TASK INSTRUCTIONS: The records that follow are to be repeated in full, with no pictures retained.

(Saved data entries)
━━━
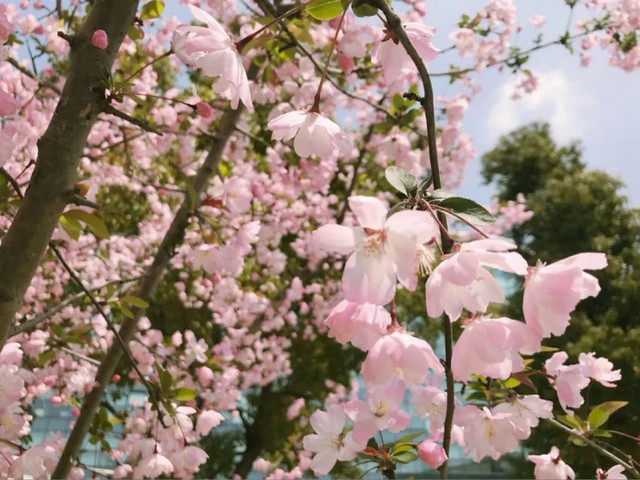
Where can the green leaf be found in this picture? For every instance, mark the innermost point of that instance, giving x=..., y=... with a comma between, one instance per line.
x=611, y=407
x=400, y=180
x=135, y=33
x=71, y=226
x=184, y=394
x=404, y=447
x=361, y=9
x=405, y=457
x=151, y=10
x=468, y=210
x=597, y=417
x=324, y=9
x=511, y=383
x=93, y=222
x=125, y=311
x=571, y=421
x=408, y=437
x=135, y=301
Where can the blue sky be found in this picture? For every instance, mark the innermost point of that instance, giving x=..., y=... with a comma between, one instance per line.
x=598, y=106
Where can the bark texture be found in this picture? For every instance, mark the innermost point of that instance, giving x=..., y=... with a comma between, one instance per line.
x=59, y=152
x=171, y=240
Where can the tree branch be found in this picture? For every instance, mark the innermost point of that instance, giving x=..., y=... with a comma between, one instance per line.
x=111, y=110
x=26, y=325
x=59, y=152
x=171, y=240
x=627, y=466
x=395, y=25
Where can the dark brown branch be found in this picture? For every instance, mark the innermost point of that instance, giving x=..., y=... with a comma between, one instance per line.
x=135, y=121
x=59, y=152
x=27, y=325
x=171, y=240
x=395, y=25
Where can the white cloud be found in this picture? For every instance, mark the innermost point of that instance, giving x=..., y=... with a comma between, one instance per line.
x=557, y=100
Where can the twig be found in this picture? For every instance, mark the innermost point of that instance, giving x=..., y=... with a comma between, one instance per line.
x=80, y=356
x=627, y=466
x=111, y=110
x=395, y=25
x=26, y=325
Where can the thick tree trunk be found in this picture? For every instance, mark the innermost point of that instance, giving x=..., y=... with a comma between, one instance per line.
x=59, y=152
x=171, y=240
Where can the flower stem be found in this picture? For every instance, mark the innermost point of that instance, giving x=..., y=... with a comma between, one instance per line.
x=316, y=100
x=394, y=24
x=240, y=44
x=139, y=71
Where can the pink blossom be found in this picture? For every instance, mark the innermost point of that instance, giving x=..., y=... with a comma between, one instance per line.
x=569, y=380
x=464, y=39
x=393, y=57
x=204, y=109
x=552, y=291
x=599, y=369
x=154, y=466
x=314, y=134
x=294, y=409
x=380, y=412
x=550, y=466
x=525, y=412
x=431, y=402
x=208, y=420
x=382, y=249
x=486, y=433
x=7, y=145
x=431, y=453
x=99, y=39
x=76, y=473
x=362, y=324
x=6, y=27
x=614, y=473
x=8, y=104
x=399, y=355
x=461, y=281
x=212, y=50
x=491, y=347
x=329, y=442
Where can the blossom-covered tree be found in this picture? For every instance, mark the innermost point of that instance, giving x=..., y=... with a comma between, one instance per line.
x=179, y=201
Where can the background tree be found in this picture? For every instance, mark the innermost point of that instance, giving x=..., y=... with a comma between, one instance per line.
x=577, y=210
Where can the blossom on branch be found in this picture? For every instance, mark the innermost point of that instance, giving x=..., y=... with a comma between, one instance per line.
x=330, y=443
x=314, y=134
x=393, y=57
x=461, y=281
x=552, y=291
x=382, y=249
x=550, y=466
x=212, y=50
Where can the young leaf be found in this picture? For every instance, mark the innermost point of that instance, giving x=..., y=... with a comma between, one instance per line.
x=184, y=394
x=405, y=457
x=151, y=10
x=611, y=407
x=324, y=9
x=597, y=417
x=93, y=222
x=400, y=180
x=135, y=301
x=468, y=210
x=408, y=437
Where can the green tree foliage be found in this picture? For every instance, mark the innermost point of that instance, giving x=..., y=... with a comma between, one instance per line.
x=578, y=210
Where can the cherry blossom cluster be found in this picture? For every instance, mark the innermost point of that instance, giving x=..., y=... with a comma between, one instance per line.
x=256, y=221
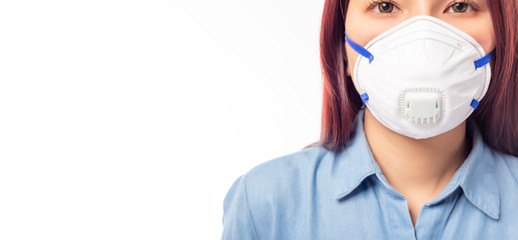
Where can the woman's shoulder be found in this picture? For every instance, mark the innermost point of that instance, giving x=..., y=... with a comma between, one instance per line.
x=285, y=176
x=287, y=168
x=506, y=169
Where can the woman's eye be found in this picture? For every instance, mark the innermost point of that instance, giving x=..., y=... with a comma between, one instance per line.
x=385, y=7
x=460, y=8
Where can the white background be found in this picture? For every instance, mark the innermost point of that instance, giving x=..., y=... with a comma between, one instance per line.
x=132, y=119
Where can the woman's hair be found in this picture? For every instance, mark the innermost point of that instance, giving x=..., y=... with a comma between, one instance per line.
x=497, y=114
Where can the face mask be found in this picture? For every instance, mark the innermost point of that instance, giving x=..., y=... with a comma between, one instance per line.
x=422, y=77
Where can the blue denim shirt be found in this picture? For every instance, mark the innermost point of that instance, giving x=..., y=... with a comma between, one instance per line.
x=319, y=194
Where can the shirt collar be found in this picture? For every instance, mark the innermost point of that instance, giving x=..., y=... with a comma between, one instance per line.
x=476, y=176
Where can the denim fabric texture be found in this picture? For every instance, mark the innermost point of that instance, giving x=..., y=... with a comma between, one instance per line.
x=319, y=194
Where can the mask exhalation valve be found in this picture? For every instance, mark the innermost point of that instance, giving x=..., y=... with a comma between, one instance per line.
x=422, y=106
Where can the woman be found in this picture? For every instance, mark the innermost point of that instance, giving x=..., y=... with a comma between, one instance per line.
x=419, y=132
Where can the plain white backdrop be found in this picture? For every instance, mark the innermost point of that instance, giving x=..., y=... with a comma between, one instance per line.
x=132, y=119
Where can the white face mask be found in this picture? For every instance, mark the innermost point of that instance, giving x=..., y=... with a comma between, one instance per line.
x=422, y=77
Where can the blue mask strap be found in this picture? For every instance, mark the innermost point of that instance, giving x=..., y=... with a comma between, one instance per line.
x=484, y=60
x=362, y=51
x=478, y=64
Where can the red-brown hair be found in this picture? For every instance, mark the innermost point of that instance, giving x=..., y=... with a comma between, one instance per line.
x=497, y=114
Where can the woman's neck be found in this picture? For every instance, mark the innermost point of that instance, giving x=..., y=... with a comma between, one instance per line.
x=416, y=167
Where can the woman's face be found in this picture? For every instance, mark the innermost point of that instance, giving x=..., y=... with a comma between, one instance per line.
x=366, y=19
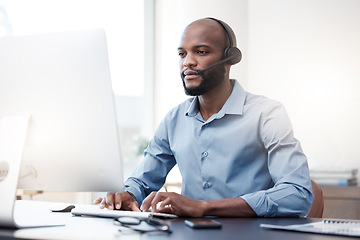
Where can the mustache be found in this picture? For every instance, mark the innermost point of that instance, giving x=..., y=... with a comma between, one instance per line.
x=182, y=73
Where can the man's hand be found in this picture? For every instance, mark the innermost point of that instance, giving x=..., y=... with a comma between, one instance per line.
x=120, y=200
x=173, y=203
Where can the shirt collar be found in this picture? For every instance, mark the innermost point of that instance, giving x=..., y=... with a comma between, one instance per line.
x=234, y=104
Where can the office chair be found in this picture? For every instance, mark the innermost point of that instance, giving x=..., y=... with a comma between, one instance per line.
x=317, y=208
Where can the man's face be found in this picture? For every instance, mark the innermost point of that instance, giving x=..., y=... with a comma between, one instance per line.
x=201, y=46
━━━
SOLUTION TO THE EXERCISE:
Where can the green leaf be found in this picture? For every instance, mark the innermost point of that instance, giving x=..., y=... with a comma between, one instance per line.
x=611, y=407
x=400, y=180
x=135, y=33
x=71, y=226
x=184, y=394
x=404, y=447
x=361, y=9
x=405, y=457
x=151, y=10
x=468, y=210
x=597, y=417
x=324, y=9
x=511, y=383
x=93, y=222
x=125, y=311
x=571, y=421
x=408, y=437
x=135, y=301
Where can the blue sky be found in this picture? For every instance, mark the innermost point of that instance, giving x=..., y=... with a comma between, one instance per line.
x=598, y=106
Where can the bark texture be found in this picture? For every instance, mark the innermost point of that instance, giving x=..., y=... with a comma between, one instance per line.
x=59, y=152
x=171, y=240
Where can the tree branch be found in this picture? For every instance, mark the innermost point of that instance, giving x=..., y=... with a comma between, one instance per line.
x=111, y=110
x=26, y=325
x=59, y=152
x=171, y=240
x=627, y=466
x=395, y=25
Where can the dark brown branch be found in this picture? For every instance, mark the innermost point of that instance, giving x=..., y=... with a comma between, one instance per line.
x=135, y=121
x=59, y=152
x=27, y=325
x=171, y=240
x=395, y=25
Where can the white cloud be found in this picture? For every instance, mark the innermost point of that instance, giving x=..., y=... with a comma between, one instance per line.
x=557, y=100
Where can the twig be found in this picture? For every instance, mark the innermost point of that instance, giving x=..., y=... with a comma between, one instance per line.
x=80, y=356
x=627, y=466
x=111, y=110
x=395, y=25
x=26, y=325
Where can the thick tree trunk be found in this picture? For every instance, mark the innermost point of that instance, giving x=..., y=... with a comma between, one instance per line.
x=59, y=152
x=171, y=240
Where can the flower stem be found in this picture? For every instance, mark the innermost point of that instance, giving x=..., y=... with a comma between, one instance per line.
x=316, y=100
x=394, y=24
x=240, y=44
x=139, y=71
Where can the pink blossom be found in this picture? For every instance, mark the innermost point of that instance, giving x=..., y=... with a comma between, one instance per line.
x=569, y=380
x=464, y=39
x=393, y=57
x=204, y=109
x=552, y=291
x=599, y=369
x=154, y=466
x=314, y=134
x=294, y=409
x=380, y=412
x=550, y=466
x=525, y=412
x=431, y=402
x=208, y=420
x=382, y=249
x=486, y=433
x=7, y=145
x=431, y=453
x=99, y=39
x=76, y=473
x=362, y=324
x=6, y=27
x=614, y=473
x=8, y=104
x=399, y=355
x=461, y=281
x=212, y=50
x=491, y=347
x=329, y=442
Where can the blossom-covered tree be found in this picture? For every instance, mark the innermost point of that instance, giving x=..., y=... with a comma between, one instance per line.
x=179, y=201
Where can the background tree be found in this picture? For every instance, mark the innermost point of that instance, giving x=..., y=... with a comma between, one instance per line.
x=577, y=210
Where can the blossom on branch be found in this picture? For every instance, mark the innermost point of that instance, giving x=..., y=... with a comma between, one instance per line.
x=330, y=443
x=314, y=134
x=393, y=57
x=461, y=281
x=552, y=291
x=382, y=249
x=550, y=466
x=212, y=50
Where can the young leaf be found in this picture? For every instance, mark the innermost point of that instance, giving x=..., y=... with a comma between, one instance per line.
x=184, y=394
x=405, y=457
x=151, y=10
x=611, y=407
x=324, y=9
x=597, y=417
x=93, y=222
x=400, y=180
x=135, y=301
x=468, y=210
x=408, y=437
Where can the green tree foliage be found in this picture? For every instance, mark the innermost point of that instance, giving x=..., y=... with a comma between, one instance per line.
x=578, y=210
Where can the cherry blossom cluster be found in this picture? For every instance, mark the innermost point of that instance, giving x=..., y=... with a comma between, one instance per line.
x=256, y=221
Where can the woman's shoulder be found in this picture? For every instance, mark the innermost point of that instance, giving x=..., y=... with a comma between, one instance per line.
x=285, y=176
x=287, y=168
x=506, y=169
Where can the woman's eye be found in this picture? For every instance, mark the innermost point of that instance, giving x=..., y=... with a comma between, one instance per line.
x=385, y=7
x=460, y=8
Where can the white background be found in this picture? For every instance, mark the innermost point of that instance, giving x=..., y=... with a comma between, one instance per line.
x=132, y=119
Where can the woman's hair be found in this picture? For every instance, mark the innermost point of that instance, giving x=..., y=... with a comma between, one instance per line.
x=497, y=114
Where can the face mask be found in this picture? For every instance, mark the innermost point of that instance, giving x=..., y=... with a comma between, one instance per line.
x=422, y=77
Where can the blue denim shirt be found in this picture? For every instance, mark the innermost point of that instance, giving x=..., y=... with a comma between, one instance per line.
x=319, y=194
Where can the shirt collar be found in this picture? For every instance, mark the innermost point of that instance, giving x=..., y=... with a comma between, one instance per line.
x=476, y=176
Where can the denim fabric texture be found in this picture? For every instance, mark the innermost point of that instance, giving x=..., y=... with a comma between, one instance per line.
x=319, y=194
Where can the mask exhalation valve be found in this picture? For every instance, mark the innermost point of that instance, giving x=..., y=... with a comma between, one instance per line.
x=422, y=106
Where can the woman be found in this picture? For every instance, mark the innermost point of that instance, giving x=..., y=... with a comma between, one instance per line.
x=419, y=132
Where can the plain white backdrop be found in this picture? For every instance, mark the innermost point of that instance, giving x=..., y=... with a comma between, one instance per line.
x=132, y=119
Where can the white face mask be found in this picture? For every instance, mark the innermost point of that instance, giving x=..., y=... with a comma between, one instance per line.
x=422, y=77
Where can the blue mask strap be found in this picture? For every instance, mark the innermost point of that instance, giving x=..., y=... with a comma between, one instance per line.
x=484, y=60
x=362, y=51
x=478, y=64
Where can the red-brown hair be found in this picture? For every instance, mark the innermost point of that instance, giving x=..., y=... with a comma between, one instance per line.
x=497, y=114
Where can the woman's neck be found in this picture? For every instance, mark the innermost point of that instance, giving x=..., y=... with a comma between, one instance per line.
x=416, y=167
Where can the woman's face be found in this picture? For every instance, mark the innermost point of that instance, giving x=..., y=... with a comma between, one instance per line.
x=366, y=19
Where can the mustache be found in this picture? For every instance, mark the innermost point of that instance, giving x=..., y=... with a comma between, one instance per line.
x=182, y=73
Where can the man's hand be found in this picture? For every instance, mark the innermost point of that instance, giving x=..., y=... with a comma between, one instance per line.
x=120, y=200
x=173, y=203
Where can the shirt collar be found in this picture? For every instance, mark the innermost point of that instance, giving x=..., y=... with a comma between, one instance per line.
x=234, y=104
Where can the office chair be found in this picture? For every instance, mark the innermost point of that instance, giving x=..., y=... with a comma between, one instance per line.
x=317, y=208
Where can the man's face be found in this picture? For every instance, mark the innermost point of that instance, giving x=..., y=... with a comma between, one instance per line.
x=201, y=46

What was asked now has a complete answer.